++++ EXTRACTED TEXT

He battled teams on the field. Now he is battling for his life off the field. Doctors treating baseball Hall of Famer Gary Carter discovered “several new spots/tumors on my dad's brain,” his daughter Kimmy Bloemers wrote in the family's online journa
“I write these words with tears because I am so sad for my dad,” she wrote Thursday afternoon.“Dr. Jimmy Harris will be coming to my parent’s house this evening to talk to the family about the next step.”
According to a report in The Palm Beach Post, Carter's last public appearance was Sunday at a dinner that precedes his annual charity golf tournament in West Palm Beach, Florida.
"I'm not feeling all that good," he said, speaking slowly from his seat during the remarks, the Post reported. "And I just pray that God will continue to help me because I want to continue to help in any capacity that I can."
Six months ago, Carter, 57, and his family (Team Carter) created an online journal to "keep friends and family updated" about his journey.
“My story began last Thursday, May 20th when I wasn't feeling myself,” wrote “The Kid” on the online journal. He started feeling confused by his daily tasks “forgetting things, repeating questions and tired all the time.” The next day he announced “four small tumors were found on my brain.”
Carter, 57, the former Mets catcher, found out those four small tumors were glioblastoma, an aggressive, fast-moving brain cancer.
“Glioblastoma is the most malignant of the primary tumors we see in adults,” Dr. Henry Friedman told the New York Times in May 2011, “and anywhere from 12,000 to 18,000 cases are diagnosed each year, depending on who you read.” He said the average survival rate for patients after surgery, radiation and chemotherapy is 14 ½ months.

++++++++

[EXERCISE A] Sum up the article about Gary Carter in three sentences.
[EXERCISE B] Reproduce the part of the article about Gary Carter between "Six months ago, Carter, 57, and" and "14 ½ months.", inclusive.

++++ LISTED ENTRIES

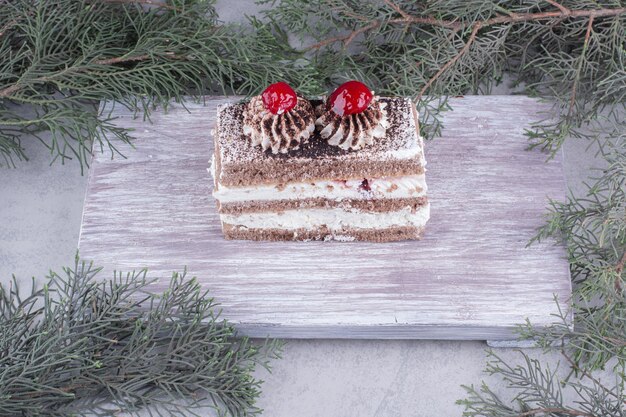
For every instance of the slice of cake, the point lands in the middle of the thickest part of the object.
(348, 168)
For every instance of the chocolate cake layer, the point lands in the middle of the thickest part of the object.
(377, 205)
(238, 162)
(389, 234)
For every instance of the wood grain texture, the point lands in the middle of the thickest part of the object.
(471, 277)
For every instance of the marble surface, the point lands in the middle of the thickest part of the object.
(41, 206)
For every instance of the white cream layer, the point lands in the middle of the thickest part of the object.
(379, 188)
(335, 219)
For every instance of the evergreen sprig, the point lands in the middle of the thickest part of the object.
(570, 51)
(594, 229)
(60, 58)
(87, 346)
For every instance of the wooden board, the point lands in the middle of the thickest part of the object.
(471, 277)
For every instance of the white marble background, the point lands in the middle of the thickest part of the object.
(40, 212)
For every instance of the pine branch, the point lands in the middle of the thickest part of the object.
(449, 48)
(83, 346)
(451, 62)
(140, 53)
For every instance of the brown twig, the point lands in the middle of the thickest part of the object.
(458, 26)
(153, 3)
(566, 411)
(398, 9)
(559, 6)
(619, 267)
(407, 19)
(121, 60)
(451, 62)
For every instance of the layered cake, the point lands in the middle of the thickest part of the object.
(350, 167)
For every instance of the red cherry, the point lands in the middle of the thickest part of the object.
(279, 98)
(349, 98)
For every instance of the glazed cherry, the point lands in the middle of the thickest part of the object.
(279, 98)
(350, 98)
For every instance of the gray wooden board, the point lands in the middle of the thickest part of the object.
(471, 277)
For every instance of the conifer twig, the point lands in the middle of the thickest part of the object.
(451, 62)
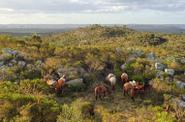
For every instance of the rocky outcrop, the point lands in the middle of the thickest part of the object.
(78, 81)
(170, 72)
(151, 56)
(159, 66)
(180, 84)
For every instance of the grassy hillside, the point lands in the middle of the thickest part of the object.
(90, 53)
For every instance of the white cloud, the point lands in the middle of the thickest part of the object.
(4, 10)
(80, 6)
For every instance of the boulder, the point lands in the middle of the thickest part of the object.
(74, 82)
(137, 53)
(160, 74)
(182, 60)
(13, 61)
(151, 56)
(169, 71)
(1, 63)
(183, 97)
(22, 63)
(180, 84)
(71, 72)
(159, 66)
(181, 104)
(11, 52)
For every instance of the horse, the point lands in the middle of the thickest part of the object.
(112, 79)
(124, 78)
(60, 84)
(101, 90)
(133, 87)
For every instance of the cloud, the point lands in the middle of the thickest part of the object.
(89, 6)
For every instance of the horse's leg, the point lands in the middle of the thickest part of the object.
(113, 87)
(124, 91)
(104, 94)
(132, 94)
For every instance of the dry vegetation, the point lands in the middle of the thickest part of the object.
(24, 95)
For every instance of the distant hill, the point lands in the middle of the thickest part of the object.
(27, 29)
(159, 28)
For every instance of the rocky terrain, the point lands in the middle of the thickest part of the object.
(89, 54)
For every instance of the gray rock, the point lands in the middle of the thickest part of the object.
(118, 50)
(183, 97)
(170, 71)
(182, 60)
(1, 63)
(151, 56)
(13, 61)
(10, 64)
(71, 72)
(9, 52)
(180, 84)
(21, 63)
(159, 66)
(137, 53)
(181, 103)
(159, 74)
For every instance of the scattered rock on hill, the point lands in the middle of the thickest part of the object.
(183, 97)
(151, 56)
(9, 52)
(180, 84)
(22, 63)
(78, 81)
(181, 104)
(170, 71)
(71, 72)
(182, 60)
(1, 63)
(159, 66)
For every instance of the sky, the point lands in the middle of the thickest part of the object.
(92, 11)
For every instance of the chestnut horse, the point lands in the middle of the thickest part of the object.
(60, 84)
(124, 78)
(112, 80)
(101, 91)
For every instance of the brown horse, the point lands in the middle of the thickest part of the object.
(133, 89)
(101, 91)
(60, 84)
(124, 78)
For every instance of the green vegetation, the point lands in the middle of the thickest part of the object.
(89, 53)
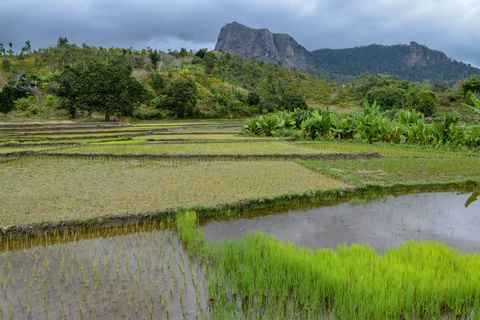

++++++++

[OUTPUT A] Baseball Hall of Famer Gary Carter, 57, a former Mets catcher, learned that four small tumors found on his brain were glioblastoma, an aggressive, fast-moving brain cancer. His daughter wrote that she was very sad for her dad and that a doctor would come to her parents' house to talk with the family about the next step. At his last public appearance, a dinner before his yearly charity golf tournament in West Palm Beach, Florida, Carter said he wasn't feeling all that good and prayed that God would keep helping him.

[OUTPUT B]
Six months ago, Carter, 57, and his family (Team Carter) created an online journal to "keep friends and family updated" about his journey.
“My story began last Thursday, May 20th when I wasn't feeling myself,” wrote “The Kid” on the online journal. He started feeling confused by his daily tasks “forgetting things, repeating questions and tired all the time.” The next day he announced “four small tumors were found on my brain.”
Carter, 57, the former Mets catcher, found out those four small tumors were glioblastoma, an aggressive, fast-moving brain cancer.
“Glioblastoma is the most malignant of the primary tumors we see in adults,” Dr. Henry Friedman told the New York Times in May 2011, “and anywhere from 12,000 to 18,000 cases are diagnosed each year, depending on who you read.” He said the average survival rate for patients after surgery, radiation and chemotherapy is 14 ½ months.